Instruções das tarefas:
1 - Liste, sem repetições, todos os nomes próprios de pessoas e de lugares que aparecem no trecho sobre Nelson Carneiro.
2 - Responda às perguntas abaixo com base no trecho sobre Nelson Carneiro.
(a) O que Nelson Carneiro ofereceu a Josaphat Marinho quando não se elegeu senador?
(b) O que fez Josaphat Marinho depois de receber a oferta?
(c) Em que cidade Nelson Carneiro era muito respeitado?
3 - Prossiga o trecho sobre Nelson Carneiro a partir da última frase apresentada.

Trecho para leitura:
———

Então, se formos analisar as grandes causas, nelas iremos encontrar Nelson Carneiro. Que amor ele tinha pela sua Bahia! Quando não se elegeu Senador, fez questão de ir ao Senador Josaphat Marinho e dizer-lhe que gostaria de prestar uma homenagem a S. Exª e à Bahia: passar-lhe o seu gabinete, se o Senador aceitasse. O Senador Josaphat Marinho, emocionado, contou-nos esse episódio e recebeu o gabinete.
O Senador Nelson Carneiro era muito respeitado no Rio de Janeiro. Andei muitas vezes com ele naquela cidade. Era impressionante a identificação e o carinho que as pessoas tinham por ele.

———

Material fornecido:
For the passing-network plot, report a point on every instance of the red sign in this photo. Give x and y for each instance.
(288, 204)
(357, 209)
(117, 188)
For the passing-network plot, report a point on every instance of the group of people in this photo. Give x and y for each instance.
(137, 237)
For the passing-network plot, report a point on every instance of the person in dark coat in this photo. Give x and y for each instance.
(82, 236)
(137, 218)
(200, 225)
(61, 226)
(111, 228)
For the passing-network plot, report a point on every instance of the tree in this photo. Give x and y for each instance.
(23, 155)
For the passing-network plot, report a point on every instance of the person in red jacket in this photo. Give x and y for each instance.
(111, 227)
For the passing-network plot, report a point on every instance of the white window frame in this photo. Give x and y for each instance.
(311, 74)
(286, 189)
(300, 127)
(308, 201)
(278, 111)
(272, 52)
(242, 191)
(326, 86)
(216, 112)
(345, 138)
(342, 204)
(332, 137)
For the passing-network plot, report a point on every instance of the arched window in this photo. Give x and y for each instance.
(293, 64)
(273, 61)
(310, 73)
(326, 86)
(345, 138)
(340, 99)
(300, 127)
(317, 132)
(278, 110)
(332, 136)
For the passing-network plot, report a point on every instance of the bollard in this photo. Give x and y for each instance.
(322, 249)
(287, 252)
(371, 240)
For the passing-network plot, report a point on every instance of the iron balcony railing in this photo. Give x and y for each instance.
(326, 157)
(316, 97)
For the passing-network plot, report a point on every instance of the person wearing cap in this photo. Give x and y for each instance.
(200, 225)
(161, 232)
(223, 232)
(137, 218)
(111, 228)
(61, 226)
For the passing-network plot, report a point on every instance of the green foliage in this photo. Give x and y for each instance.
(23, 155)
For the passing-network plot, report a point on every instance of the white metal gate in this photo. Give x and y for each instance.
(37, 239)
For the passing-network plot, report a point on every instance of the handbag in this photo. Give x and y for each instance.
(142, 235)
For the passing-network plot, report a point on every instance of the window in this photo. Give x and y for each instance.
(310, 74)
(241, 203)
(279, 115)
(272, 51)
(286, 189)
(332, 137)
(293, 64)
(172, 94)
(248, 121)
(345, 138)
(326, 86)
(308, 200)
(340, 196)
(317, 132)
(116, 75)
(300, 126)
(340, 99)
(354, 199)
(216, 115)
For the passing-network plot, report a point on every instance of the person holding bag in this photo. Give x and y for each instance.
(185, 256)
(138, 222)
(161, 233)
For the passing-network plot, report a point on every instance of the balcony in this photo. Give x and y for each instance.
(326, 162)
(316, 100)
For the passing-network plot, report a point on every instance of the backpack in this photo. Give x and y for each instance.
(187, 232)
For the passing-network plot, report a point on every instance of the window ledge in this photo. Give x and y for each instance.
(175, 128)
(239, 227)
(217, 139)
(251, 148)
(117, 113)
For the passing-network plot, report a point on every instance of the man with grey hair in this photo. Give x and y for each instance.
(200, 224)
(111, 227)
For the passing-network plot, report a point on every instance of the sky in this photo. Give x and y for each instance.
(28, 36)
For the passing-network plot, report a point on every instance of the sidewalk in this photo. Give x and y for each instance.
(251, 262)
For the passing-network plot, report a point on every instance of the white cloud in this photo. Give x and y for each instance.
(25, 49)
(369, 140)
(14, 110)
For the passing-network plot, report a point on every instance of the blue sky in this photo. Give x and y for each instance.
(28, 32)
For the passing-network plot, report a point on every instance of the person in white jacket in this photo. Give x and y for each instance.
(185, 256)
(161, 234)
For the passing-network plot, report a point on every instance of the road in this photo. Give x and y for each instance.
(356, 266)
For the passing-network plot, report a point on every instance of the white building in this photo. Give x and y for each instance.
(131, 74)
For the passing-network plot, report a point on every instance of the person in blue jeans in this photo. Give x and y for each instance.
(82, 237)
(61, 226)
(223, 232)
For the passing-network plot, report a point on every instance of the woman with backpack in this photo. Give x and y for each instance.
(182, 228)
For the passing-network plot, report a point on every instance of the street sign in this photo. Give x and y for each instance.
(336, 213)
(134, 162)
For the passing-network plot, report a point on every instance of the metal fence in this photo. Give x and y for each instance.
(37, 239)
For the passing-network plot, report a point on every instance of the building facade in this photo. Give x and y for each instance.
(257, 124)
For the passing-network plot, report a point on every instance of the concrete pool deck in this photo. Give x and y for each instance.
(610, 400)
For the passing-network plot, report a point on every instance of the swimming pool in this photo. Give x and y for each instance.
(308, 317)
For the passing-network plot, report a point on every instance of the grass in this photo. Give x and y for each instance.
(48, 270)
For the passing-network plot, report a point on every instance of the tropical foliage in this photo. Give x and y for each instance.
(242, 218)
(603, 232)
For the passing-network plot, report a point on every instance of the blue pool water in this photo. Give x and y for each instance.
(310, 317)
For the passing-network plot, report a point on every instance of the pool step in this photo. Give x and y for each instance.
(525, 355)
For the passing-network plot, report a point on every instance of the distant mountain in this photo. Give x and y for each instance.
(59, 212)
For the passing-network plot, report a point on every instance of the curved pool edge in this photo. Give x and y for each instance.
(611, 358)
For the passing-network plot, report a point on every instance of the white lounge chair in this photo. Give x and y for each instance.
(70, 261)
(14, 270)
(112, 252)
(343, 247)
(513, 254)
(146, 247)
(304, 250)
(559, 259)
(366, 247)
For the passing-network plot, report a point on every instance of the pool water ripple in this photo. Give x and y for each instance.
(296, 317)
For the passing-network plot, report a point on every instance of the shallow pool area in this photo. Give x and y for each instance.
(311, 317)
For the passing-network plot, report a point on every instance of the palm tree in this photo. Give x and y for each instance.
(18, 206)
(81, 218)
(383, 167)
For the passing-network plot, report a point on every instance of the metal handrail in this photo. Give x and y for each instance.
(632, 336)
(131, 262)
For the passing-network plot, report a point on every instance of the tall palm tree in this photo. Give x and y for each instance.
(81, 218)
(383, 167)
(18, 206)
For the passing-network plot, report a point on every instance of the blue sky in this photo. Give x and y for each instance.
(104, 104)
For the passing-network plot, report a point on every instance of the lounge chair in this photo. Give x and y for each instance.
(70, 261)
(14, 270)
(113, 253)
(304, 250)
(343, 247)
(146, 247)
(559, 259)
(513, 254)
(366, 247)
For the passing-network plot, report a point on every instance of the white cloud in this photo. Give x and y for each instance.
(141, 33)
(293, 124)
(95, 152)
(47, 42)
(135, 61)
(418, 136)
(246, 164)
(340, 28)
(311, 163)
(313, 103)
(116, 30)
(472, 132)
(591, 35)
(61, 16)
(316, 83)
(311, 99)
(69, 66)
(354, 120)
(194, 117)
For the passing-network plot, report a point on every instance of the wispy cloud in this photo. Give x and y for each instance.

———

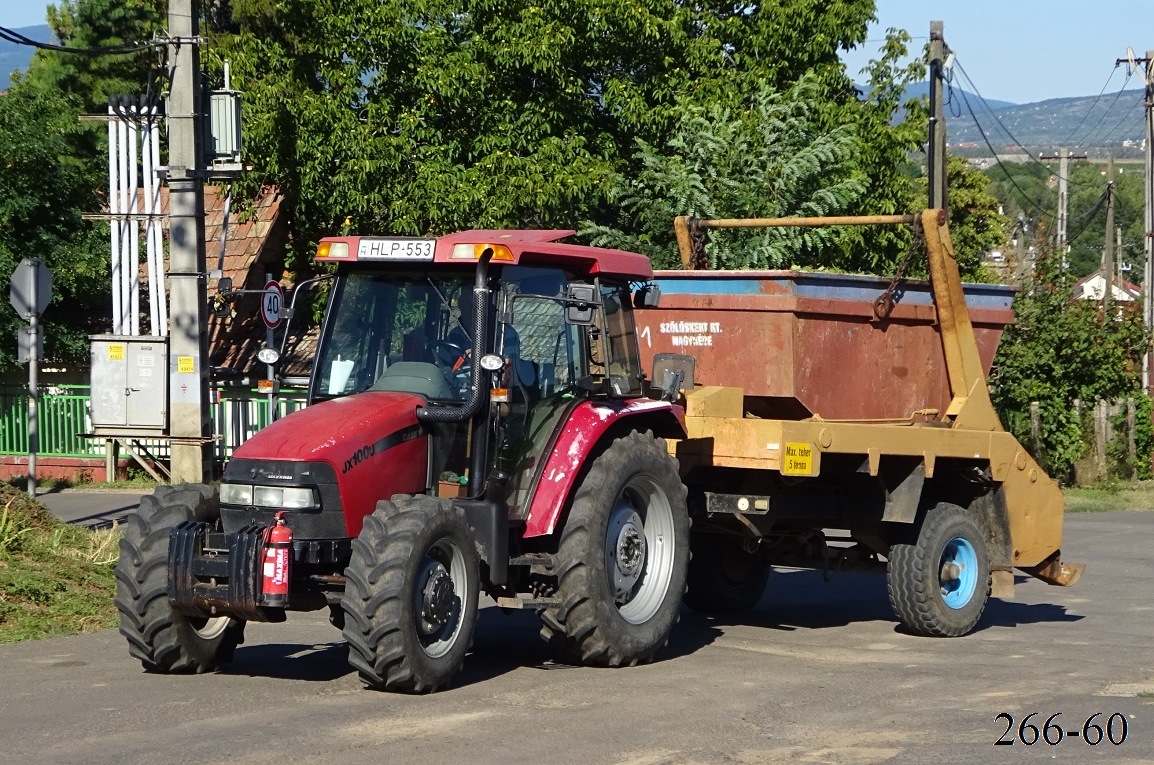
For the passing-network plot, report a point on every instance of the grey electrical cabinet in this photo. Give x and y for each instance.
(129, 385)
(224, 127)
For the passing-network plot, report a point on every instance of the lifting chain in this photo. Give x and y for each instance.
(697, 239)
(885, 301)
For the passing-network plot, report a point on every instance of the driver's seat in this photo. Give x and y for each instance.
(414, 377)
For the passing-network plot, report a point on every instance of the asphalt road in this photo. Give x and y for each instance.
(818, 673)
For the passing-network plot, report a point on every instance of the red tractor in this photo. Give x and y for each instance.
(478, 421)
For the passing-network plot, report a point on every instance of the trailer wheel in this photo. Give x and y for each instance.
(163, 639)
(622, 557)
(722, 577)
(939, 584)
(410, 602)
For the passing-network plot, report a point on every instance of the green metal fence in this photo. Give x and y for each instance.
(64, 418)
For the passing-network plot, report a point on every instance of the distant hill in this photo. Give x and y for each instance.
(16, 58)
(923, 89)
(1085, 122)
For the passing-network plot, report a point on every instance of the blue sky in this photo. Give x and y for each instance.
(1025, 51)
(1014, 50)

———

Respostas em ordem:
1 - Nelson Carneiro; Bahia; Josaphat Marinho; Rio de Janeiro

2 -
(a) Ofereceu-lhe o seu gabinete, como homenagem a ele e à Bahia.
(b) Emocionado, contou o episódio e recebeu o gabinete.
(c) No Rio de Janeiro.

3 -
Mas, olha, Sr. Presidente, desta vez, Deus foi injusto! Perdoem-me! Devemos aceitar os desígnios de Deus, pois Ele sabe o que faz. E claro que sei disso, por amor de Deus! Nós todos devemos saber os desígnios que nos conduzem pelo imprevisível, mas digo que foi uma pena, porque que lição de vida, que lição de beleza o Senador Nelson Carneiro daria ao Brasil na Câmara de Vereadores do Rio de Janeiro! Em primeiro lugar, que votação espetacular ele teria e que exemplo daria com os seus 86 anos - que completaria no próximo ano - na Câmara de Vereadores, com a mesma garra, com a mesma competência de sempre. Quando ele falava conosco, nos contava que já estava preparando os projetos, porque o Rio precisava, a começar pela violência, a continuar pelos menores atirados, abandonados, esquecidos e indo adiante tendo coragem de enfrentar os morros e aceitar aquele desafio. A última vez que conversamos, S. Exª apresentou uma plataforma de candidatos a vereador que eu chorei. Uma plataforma de candidatos como se Nelson Carneiro fosse durar 200 anos. Uma plataforma verdadeira, preocupada com o social, preocupada com os humildes.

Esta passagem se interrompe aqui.